## About this exercise
In the entries below, find the line with "Target: woven basket" and the line with "[locate] red bangle". Reproduce those two lines and every line between them exactly, and nothing more.

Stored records
○ ○ ○ ○ ○

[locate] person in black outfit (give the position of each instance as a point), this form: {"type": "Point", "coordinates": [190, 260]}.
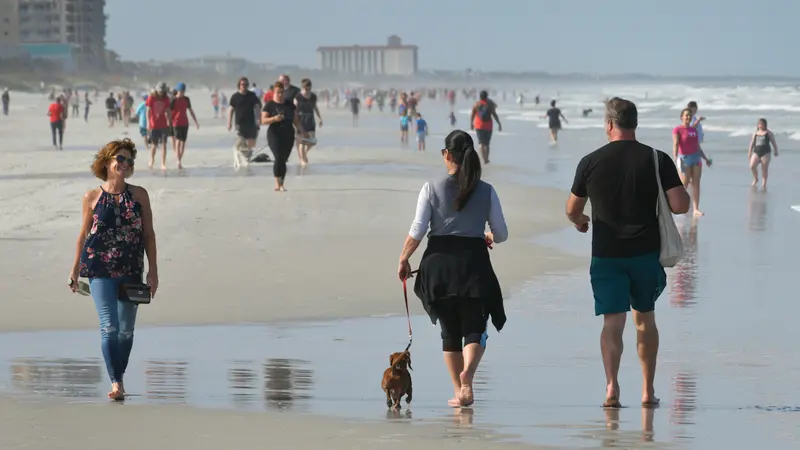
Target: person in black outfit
{"type": "Point", "coordinates": [306, 103]}
{"type": "Point", "coordinates": [280, 114]}
{"type": "Point", "coordinates": [244, 105]}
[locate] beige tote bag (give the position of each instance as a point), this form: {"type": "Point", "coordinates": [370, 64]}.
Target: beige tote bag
{"type": "Point", "coordinates": [671, 243]}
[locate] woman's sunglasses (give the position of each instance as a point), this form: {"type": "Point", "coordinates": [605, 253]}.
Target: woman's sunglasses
{"type": "Point", "coordinates": [123, 159]}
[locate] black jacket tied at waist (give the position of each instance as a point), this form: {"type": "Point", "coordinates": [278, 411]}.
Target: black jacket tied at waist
{"type": "Point", "coordinates": [459, 267]}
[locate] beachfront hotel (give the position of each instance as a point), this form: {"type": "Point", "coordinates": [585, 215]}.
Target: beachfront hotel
{"type": "Point", "coordinates": [394, 58]}
{"type": "Point", "coordinates": [71, 32]}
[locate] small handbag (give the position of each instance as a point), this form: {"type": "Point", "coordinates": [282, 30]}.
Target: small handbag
{"type": "Point", "coordinates": [671, 243]}
{"type": "Point", "coordinates": [138, 293]}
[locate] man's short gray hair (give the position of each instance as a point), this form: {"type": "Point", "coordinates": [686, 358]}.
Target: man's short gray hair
{"type": "Point", "coordinates": [622, 113]}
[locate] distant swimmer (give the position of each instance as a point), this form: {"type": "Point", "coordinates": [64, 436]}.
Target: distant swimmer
{"type": "Point", "coordinates": [554, 117]}
{"type": "Point", "coordinates": [696, 121]}
{"type": "Point", "coordinates": [57, 114]}
{"type": "Point", "coordinates": [422, 132]}
{"type": "Point", "coordinates": [689, 156]}
{"type": "Point", "coordinates": [111, 109]}
{"type": "Point", "coordinates": [306, 103]}
{"type": "Point", "coordinates": [762, 147]}
{"type": "Point", "coordinates": [355, 105]}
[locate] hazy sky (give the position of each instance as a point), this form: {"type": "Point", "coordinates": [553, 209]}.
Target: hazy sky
{"type": "Point", "coordinates": [666, 37]}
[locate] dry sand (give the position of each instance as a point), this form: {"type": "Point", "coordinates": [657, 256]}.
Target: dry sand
{"type": "Point", "coordinates": [230, 251]}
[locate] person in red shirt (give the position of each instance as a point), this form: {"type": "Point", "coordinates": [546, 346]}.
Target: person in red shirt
{"type": "Point", "coordinates": [483, 112]}
{"type": "Point", "coordinates": [57, 115]}
{"type": "Point", "coordinates": [159, 118]}
{"type": "Point", "coordinates": [179, 106]}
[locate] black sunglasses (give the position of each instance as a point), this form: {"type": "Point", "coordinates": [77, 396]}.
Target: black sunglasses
{"type": "Point", "coordinates": [123, 159]}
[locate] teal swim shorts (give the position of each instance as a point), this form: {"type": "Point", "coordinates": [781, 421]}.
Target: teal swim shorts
{"type": "Point", "coordinates": [620, 284]}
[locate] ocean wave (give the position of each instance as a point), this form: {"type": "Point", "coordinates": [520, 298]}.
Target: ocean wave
{"type": "Point", "coordinates": [740, 107]}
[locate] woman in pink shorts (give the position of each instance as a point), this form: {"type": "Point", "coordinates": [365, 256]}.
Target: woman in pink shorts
{"type": "Point", "coordinates": [689, 156]}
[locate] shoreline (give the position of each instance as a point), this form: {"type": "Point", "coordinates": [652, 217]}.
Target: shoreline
{"type": "Point", "coordinates": [232, 252]}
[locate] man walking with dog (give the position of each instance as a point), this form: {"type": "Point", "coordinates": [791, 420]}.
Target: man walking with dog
{"type": "Point", "coordinates": [619, 179]}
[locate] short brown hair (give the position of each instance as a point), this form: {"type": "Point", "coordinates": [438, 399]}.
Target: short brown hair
{"type": "Point", "coordinates": [110, 150]}
{"type": "Point", "coordinates": [622, 113]}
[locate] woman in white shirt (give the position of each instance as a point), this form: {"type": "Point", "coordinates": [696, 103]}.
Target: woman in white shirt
{"type": "Point", "coordinates": [456, 282]}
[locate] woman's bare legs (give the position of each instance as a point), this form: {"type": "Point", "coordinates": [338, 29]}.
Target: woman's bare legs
{"type": "Point", "coordinates": [455, 365]}
{"type": "Point", "coordinates": [462, 367]}
{"type": "Point", "coordinates": [764, 170]}
{"type": "Point", "coordinates": [754, 162]}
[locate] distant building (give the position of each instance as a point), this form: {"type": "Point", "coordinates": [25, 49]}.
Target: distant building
{"type": "Point", "coordinates": [391, 59]}
{"type": "Point", "coordinates": [223, 65]}
{"type": "Point", "coordinates": [63, 30]}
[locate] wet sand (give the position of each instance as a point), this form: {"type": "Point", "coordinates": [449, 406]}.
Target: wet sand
{"type": "Point", "coordinates": [231, 251]}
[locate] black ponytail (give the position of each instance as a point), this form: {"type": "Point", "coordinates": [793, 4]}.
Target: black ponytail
{"type": "Point", "coordinates": [468, 174]}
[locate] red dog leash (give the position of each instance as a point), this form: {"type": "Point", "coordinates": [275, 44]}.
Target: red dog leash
{"type": "Point", "coordinates": [408, 314]}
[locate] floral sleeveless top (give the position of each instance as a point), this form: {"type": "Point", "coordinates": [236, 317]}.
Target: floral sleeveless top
{"type": "Point", "coordinates": [114, 247]}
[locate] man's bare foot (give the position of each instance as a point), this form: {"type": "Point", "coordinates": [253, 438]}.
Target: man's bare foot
{"type": "Point", "coordinates": [466, 396]}
{"type": "Point", "coordinates": [650, 401]}
{"type": "Point", "coordinates": [612, 397]}
{"type": "Point", "coordinates": [116, 394]}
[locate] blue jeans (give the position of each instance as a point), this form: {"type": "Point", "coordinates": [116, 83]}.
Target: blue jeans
{"type": "Point", "coordinates": [117, 319]}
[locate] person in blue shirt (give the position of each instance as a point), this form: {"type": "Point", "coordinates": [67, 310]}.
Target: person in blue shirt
{"type": "Point", "coordinates": [422, 131]}
{"type": "Point", "coordinates": [141, 111]}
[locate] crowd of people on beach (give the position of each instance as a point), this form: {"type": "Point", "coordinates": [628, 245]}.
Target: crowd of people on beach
{"type": "Point", "coordinates": [455, 280]}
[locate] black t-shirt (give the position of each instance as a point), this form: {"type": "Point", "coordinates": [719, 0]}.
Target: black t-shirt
{"type": "Point", "coordinates": [291, 92]}
{"type": "Point", "coordinates": [554, 116]}
{"type": "Point", "coordinates": [244, 107]}
{"type": "Point", "coordinates": [619, 179]}
{"type": "Point", "coordinates": [286, 108]}
{"type": "Point", "coordinates": [305, 106]}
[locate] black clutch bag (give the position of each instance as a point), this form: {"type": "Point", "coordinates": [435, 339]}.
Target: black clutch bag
{"type": "Point", "coordinates": [138, 293]}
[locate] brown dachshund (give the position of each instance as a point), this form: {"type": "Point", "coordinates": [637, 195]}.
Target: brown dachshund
{"type": "Point", "coordinates": [396, 379]}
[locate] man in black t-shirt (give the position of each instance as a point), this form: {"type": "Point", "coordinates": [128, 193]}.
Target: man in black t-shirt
{"type": "Point", "coordinates": [246, 107]}
{"type": "Point", "coordinates": [620, 181]}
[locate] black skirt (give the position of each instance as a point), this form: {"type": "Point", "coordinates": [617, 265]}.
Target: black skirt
{"type": "Point", "coordinates": [459, 267]}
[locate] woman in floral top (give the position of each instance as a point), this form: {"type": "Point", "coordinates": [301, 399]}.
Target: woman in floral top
{"type": "Point", "coordinates": [116, 232]}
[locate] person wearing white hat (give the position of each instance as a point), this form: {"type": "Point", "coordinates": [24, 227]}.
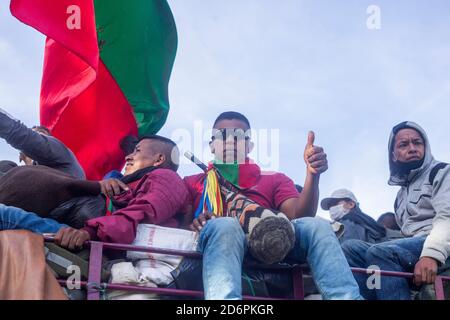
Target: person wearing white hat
{"type": "Point", "coordinates": [344, 208]}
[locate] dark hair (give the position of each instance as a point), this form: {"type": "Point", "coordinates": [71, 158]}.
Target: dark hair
{"type": "Point", "coordinates": [170, 150]}
{"type": "Point", "coordinates": [42, 129]}
{"type": "Point", "coordinates": [6, 165]}
{"type": "Point", "coordinates": [232, 115]}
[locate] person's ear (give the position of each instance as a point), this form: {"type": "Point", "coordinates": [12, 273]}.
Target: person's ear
{"type": "Point", "coordinates": [251, 146]}
{"type": "Point", "coordinates": [160, 160]}
{"type": "Point", "coordinates": [394, 157]}
{"type": "Point", "coordinates": [351, 204]}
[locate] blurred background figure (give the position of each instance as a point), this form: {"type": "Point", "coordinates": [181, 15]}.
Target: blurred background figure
{"type": "Point", "coordinates": [344, 208]}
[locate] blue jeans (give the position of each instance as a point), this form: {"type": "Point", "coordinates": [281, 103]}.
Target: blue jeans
{"type": "Point", "coordinates": [223, 244]}
{"type": "Point", "coordinates": [396, 255]}
{"type": "Point", "coordinates": [12, 218]}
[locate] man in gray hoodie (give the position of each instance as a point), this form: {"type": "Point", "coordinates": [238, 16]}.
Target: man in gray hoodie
{"type": "Point", "coordinates": [422, 210]}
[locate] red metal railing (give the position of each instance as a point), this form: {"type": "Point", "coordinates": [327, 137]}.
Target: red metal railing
{"type": "Point", "coordinates": [95, 287]}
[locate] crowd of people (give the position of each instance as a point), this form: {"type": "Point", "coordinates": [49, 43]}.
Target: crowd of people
{"type": "Point", "coordinates": [50, 194]}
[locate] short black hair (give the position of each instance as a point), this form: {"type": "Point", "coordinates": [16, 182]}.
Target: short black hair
{"type": "Point", "coordinates": [170, 150]}
{"type": "Point", "coordinates": [7, 165]}
{"type": "Point", "coordinates": [232, 115]}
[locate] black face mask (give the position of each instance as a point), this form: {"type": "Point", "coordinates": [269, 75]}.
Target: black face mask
{"type": "Point", "coordinates": [404, 168]}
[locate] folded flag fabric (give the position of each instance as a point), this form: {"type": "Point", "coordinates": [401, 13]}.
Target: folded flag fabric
{"type": "Point", "coordinates": [106, 72]}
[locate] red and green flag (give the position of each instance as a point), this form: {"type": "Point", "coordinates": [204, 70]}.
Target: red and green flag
{"type": "Point", "coordinates": [106, 72]}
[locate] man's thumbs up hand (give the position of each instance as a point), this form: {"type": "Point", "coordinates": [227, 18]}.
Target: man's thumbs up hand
{"type": "Point", "coordinates": [315, 157]}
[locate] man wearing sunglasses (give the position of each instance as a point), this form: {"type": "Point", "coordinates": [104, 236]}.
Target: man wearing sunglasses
{"type": "Point", "coordinates": [222, 240]}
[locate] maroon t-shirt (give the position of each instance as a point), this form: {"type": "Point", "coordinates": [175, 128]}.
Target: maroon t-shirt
{"type": "Point", "coordinates": [270, 190]}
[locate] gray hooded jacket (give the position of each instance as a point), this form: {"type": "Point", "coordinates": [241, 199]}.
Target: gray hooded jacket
{"type": "Point", "coordinates": [421, 208]}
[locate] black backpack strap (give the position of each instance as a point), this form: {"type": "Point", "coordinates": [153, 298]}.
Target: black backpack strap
{"type": "Point", "coordinates": [435, 170]}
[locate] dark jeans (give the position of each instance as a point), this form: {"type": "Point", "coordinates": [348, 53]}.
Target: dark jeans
{"type": "Point", "coordinates": [396, 255]}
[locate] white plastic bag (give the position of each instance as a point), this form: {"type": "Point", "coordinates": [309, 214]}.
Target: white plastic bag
{"type": "Point", "coordinates": [157, 267]}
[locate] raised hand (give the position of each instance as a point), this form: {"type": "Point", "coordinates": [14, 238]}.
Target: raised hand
{"type": "Point", "coordinates": [315, 157]}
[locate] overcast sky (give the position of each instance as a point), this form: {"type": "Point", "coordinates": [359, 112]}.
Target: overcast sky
{"type": "Point", "coordinates": [290, 66]}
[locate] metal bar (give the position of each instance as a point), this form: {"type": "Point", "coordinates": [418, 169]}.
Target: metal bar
{"type": "Point", "coordinates": [297, 279]}
{"type": "Point", "coordinates": [160, 291]}
{"type": "Point", "coordinates": [95, 267]}
{"type": "Point", "coordinates": [297, 273]}
{"type": "Point", "coordinates": [126, 247]}
{"type": "Point", "coordinates": [384, 273]}
{"type": "Point", "coordinates": [439, 288]}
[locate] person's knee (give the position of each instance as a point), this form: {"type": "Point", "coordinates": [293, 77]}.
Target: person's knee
{"type": "Point", "coordinates": [314, 226]}
{"type": "Point", "coordinates": [377, 252]}
{"type": "Point", "coordinates": [225, 227]}
{"type": "Point", "coordinates": [351, 245]}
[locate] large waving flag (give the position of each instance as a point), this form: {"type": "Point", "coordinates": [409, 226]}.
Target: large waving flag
{"type": "Point", "coordinates": [106, 72]}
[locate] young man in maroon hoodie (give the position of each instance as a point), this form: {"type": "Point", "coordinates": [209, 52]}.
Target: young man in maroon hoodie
{"type": "Point", "coordinates": [150, 192]}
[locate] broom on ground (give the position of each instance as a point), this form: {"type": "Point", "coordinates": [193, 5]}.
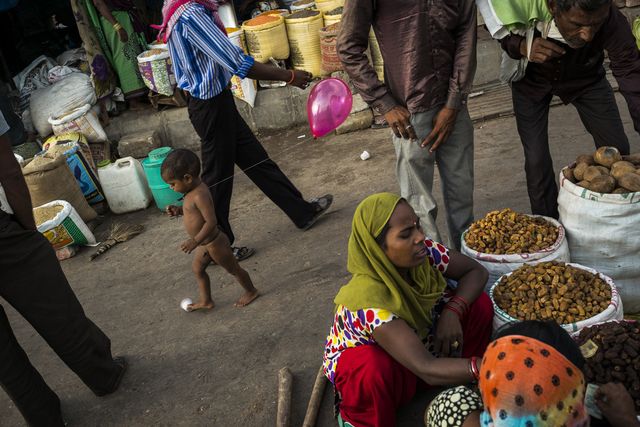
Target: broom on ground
{"type": "Point", "coordinates": [118, 233]}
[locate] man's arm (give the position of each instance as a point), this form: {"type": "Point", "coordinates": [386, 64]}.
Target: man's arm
{"type": "Point", "coordinates": [461, 79]}
{"type": "Point", "coordinates": [351, 45]}
{"type": "Point", "coordinates": [625, 61]}
{"type": "Point", "coordinates": [14, 186]}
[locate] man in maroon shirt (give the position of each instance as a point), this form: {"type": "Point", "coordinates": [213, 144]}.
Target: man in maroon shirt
{"type": "Point", "coordinates": [571, 67]}
{"type": "Point", "coordinates": [429, 51]}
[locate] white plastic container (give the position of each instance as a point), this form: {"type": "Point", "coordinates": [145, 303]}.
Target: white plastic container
{"type": "Point", "coordinates": [125, 185]}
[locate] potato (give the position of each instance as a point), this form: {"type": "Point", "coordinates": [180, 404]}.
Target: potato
{"type": "Point", "coordinates": [620, 190]}
{"type": "Point", "coordinates": [602, 184]}
{"type": "Point", "coordinates": [578, 171]}
{"type": "Point", "coordinates": [568, 174]}
{"type": "Point", "coordinates": [620, 168]}
{"type": "Point", "coordinates": [632, 158]}
{"type": "Point", "coordinates": [585, 158]}
{"type": "Point", "coordinates": [592, 172]}
{"type": "Point", "coordinates": [630, 181]}
{"type": "Point", "coordinates": [606, 156]}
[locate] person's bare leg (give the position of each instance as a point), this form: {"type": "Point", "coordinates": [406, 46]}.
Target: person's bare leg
{"type": "Point", "coordinates": [220, 251]}
{"type": "Point", "coordinates": [200, 261]}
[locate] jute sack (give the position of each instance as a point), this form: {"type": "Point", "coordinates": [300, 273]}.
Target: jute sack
{"type": "Point", "coordinates": [49, 178]}
{"type": "Point", "coordinates": [603, 233]}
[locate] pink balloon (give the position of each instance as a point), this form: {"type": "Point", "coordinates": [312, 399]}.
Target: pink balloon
{"type": "Point", "coordinates": [328, 106]}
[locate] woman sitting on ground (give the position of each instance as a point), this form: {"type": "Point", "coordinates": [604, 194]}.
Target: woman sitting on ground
{"type": "Point", "coordinates": [398, 311]}
{"type": "Point", "coordinates": [531, 376]}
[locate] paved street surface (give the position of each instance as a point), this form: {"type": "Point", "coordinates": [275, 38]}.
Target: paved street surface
{"type": "Point", "coordinates": [220, 368]}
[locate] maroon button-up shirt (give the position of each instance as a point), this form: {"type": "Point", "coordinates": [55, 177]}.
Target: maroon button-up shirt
{"type": "Point", "coordinates": [569, 75]}
{"type": "Point", "coordinates": [428, 47]}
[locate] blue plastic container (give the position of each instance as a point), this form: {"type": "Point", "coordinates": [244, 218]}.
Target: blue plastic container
{"type": "Point", "coordinates": [162, 193]}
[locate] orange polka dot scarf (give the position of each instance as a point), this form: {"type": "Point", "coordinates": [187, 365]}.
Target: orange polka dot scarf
{"type": "Point", "coordinates": [527, 383]}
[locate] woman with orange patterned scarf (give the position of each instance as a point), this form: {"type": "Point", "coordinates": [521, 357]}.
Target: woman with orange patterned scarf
{"type": "Point", "coordinates": [531, 376]}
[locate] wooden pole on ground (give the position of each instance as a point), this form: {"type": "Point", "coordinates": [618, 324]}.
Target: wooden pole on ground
{"type": "Point", "coordinates": [285, 383]}
{"type": "Point", "coordinates": [315, 400]}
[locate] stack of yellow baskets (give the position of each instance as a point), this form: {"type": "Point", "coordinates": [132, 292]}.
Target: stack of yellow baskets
{"type": "Point", "coordinates": [304, 40]}
{"type": "Point", "coordinates": [376, 55]}
{"type": "Point", "coordinates": [266, 37]}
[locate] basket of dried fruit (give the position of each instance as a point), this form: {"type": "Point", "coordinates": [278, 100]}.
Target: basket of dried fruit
{"type": "Point", "coordinates": [504, 240]}
{"type": "Point", "coordinates": [612, 354]}
{"type": "Point", "coordinates": [570, 294]}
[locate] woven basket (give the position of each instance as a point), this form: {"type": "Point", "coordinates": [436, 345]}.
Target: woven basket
{"type": "Point", "coordinates": [268, 40]}
{"type": "Point", "coordinates": [327, 5]}
{"type": "Point", "coordinates": [304, 40]}
{"type": "Point", "coordinates": [330, 60]}
{"type": "Point", "coordinates": [331, 19]}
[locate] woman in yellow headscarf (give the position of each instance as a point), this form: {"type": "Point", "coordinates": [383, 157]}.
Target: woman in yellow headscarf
{"type": "Point", "coordinates": [398, 313]}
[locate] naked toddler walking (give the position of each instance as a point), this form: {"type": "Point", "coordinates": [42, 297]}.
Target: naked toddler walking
{"type": "Point", "coordinates": [181, 170]}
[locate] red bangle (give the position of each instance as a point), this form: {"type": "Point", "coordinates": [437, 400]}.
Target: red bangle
{"type": "Point", "coordinates": [473, 363]}
{"type": "Point", "coordinates": [462, 308]}
{"type": "Point", "coordinates": [455, 310]}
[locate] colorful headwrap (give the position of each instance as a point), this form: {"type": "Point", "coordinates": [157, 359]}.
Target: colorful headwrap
{"type": "Point", "coordinates": [525, 382]}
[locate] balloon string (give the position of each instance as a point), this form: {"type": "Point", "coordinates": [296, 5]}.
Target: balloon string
{"type": "Point", "coordinates": [269, 157]}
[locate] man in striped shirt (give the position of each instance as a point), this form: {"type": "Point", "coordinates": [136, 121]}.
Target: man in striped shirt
{"type": "Point", "coordinates": [204, 60]}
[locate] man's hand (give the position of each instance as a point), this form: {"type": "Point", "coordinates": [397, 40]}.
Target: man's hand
{"type": "Point", "coordinates": [448, 334]}
{"type": "Point", "coordinates": [398, 119]}
{"type": "Point", "coordinates": [542, 50]}
{"type": "Point", "coordinates": [443, 124]}
{"type": "Point", "coordinates": [173, 210]}
{"type": "Point", "coordinates": [301, 79]}
{"type": "Point", "coordinates": [122, 34]}
{"type": "Point", "coordinates": [616, 404]}
{"type": "Point", "coordinates": [188, 246]}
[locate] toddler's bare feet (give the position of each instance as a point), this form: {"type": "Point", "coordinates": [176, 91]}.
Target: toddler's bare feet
{"type": "Point", "coordinates": [247, 298]}
{"type": "Point", "coordinates": [201, 306]}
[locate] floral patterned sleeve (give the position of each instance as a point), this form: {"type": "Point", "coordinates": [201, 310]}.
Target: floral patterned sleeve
{"type": "Point", "coordinates": [438, 255]}
{"type": "Point", "coordinates": [351, 329]}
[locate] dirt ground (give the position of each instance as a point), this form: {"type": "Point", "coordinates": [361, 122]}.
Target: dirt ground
{"type": "Point", "coordinates": [220, 367]}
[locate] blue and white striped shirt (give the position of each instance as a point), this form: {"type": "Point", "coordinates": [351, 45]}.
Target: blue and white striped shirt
{"type": "Point", "coordinates": [204, 59]}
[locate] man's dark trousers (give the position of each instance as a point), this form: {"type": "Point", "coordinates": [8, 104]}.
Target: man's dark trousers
{"type": "Point", "coordinates": [228, 141]}
{"type": "Point", "coordinates": [599, 113]}
{"type": "Point", "coordinates": [32, 281]}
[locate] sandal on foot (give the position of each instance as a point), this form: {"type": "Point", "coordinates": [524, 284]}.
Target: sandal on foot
{"type": "Point", "coordinates": [243, 252]}
{"type": "Point", "coordinates": [321, 205]}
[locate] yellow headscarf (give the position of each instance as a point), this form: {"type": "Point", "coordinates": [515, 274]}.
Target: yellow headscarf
{"type": "Point", "coordinates": [376, 282]}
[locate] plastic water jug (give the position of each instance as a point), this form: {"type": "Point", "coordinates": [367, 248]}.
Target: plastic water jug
{"type": "Point", "coordinates": [162, 193]}
{"type": "Point", "coordinates": [124, 185]}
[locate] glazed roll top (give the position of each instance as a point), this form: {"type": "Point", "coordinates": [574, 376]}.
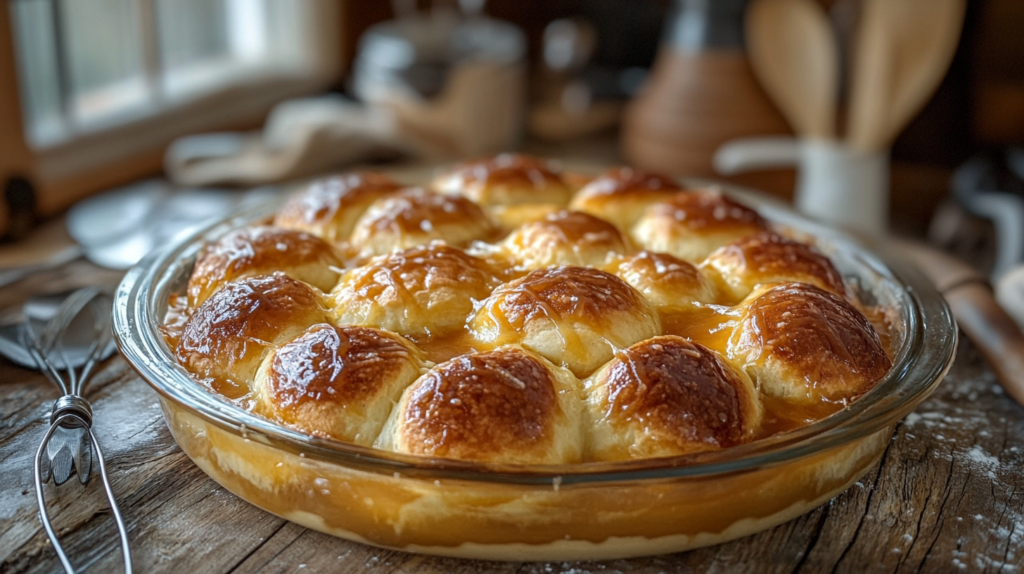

○ ○ ○ ○ ○

## Response for this exercise
Target: woven basket
{"type": "Point", "coordinates": [268, 40]}
{"type": "Point", "coordinates": [327, 5]}
{"type": "Point", "coordinates": [304, 40]}
{"type": "Point", "coordinates": [330, 60]}
{"type": "Point", "coordinates": [331, 19]}
[locate] woman in yellow headscarf (give the position of each instance as a point), this form: {"type": "Point", "coordinates": [383, 157]}.
Target: woman in yellow headscarf
{"type": "Point", "coordinates": [398, 313]}
[locate] naked toddler walking (give the position of each instance as a point), this form: {"type": "Point", "coordinates": [42, 297]}.
Target: naked toddler walking
{"type": "Point", "coordinates": [181, 170]}
[locate] red bangle (give the position of each instance as a point), this form: {"type": "Point", "coordinates": [437, 400]}.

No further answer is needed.